Request: Pick out every line in the entries below that contains the word "feather", and copy each one. Case counts.

━━━ Given data

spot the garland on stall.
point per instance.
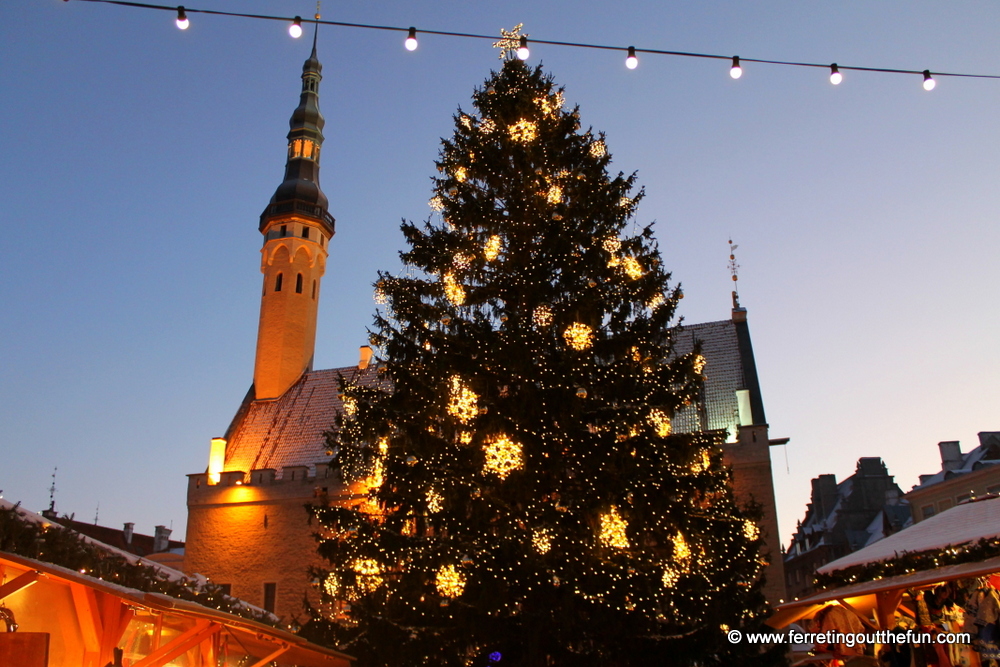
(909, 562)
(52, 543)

━━━━━━
━━━ Given data

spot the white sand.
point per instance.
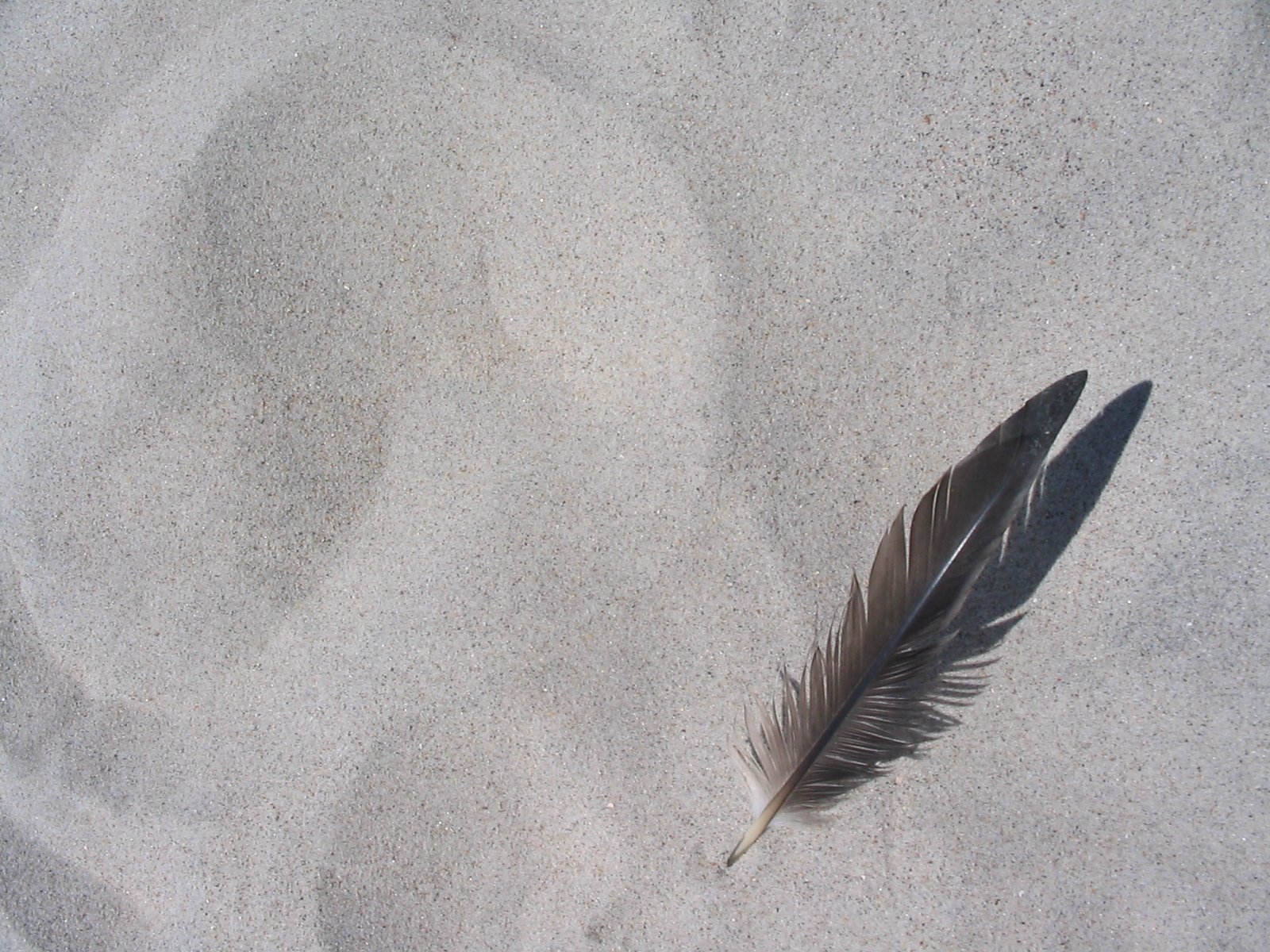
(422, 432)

━━━━━━
━━━ Given data

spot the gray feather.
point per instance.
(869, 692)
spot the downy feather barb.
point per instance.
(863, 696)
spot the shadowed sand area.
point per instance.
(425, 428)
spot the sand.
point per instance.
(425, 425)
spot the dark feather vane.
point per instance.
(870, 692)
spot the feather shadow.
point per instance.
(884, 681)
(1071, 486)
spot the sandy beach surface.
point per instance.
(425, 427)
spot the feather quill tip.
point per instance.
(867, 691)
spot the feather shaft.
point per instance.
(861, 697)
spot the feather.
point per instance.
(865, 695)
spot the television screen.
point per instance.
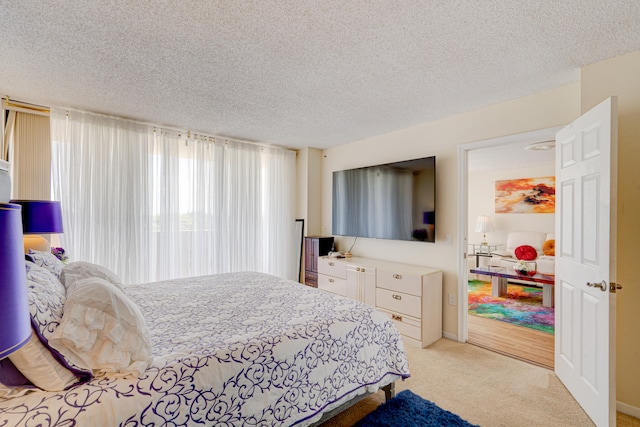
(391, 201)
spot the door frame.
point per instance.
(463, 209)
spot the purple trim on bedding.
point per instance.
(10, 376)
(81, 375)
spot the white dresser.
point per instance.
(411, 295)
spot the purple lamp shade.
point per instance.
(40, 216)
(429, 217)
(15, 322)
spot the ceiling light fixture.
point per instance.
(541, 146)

━━━━━━

Answer in full:
spot the gray feather.
spot the downy feather barb.
spot the dark feather vane.
spot the feather shadow.
spot the feather quill tip.
spot the feather shaft.
spot the feather.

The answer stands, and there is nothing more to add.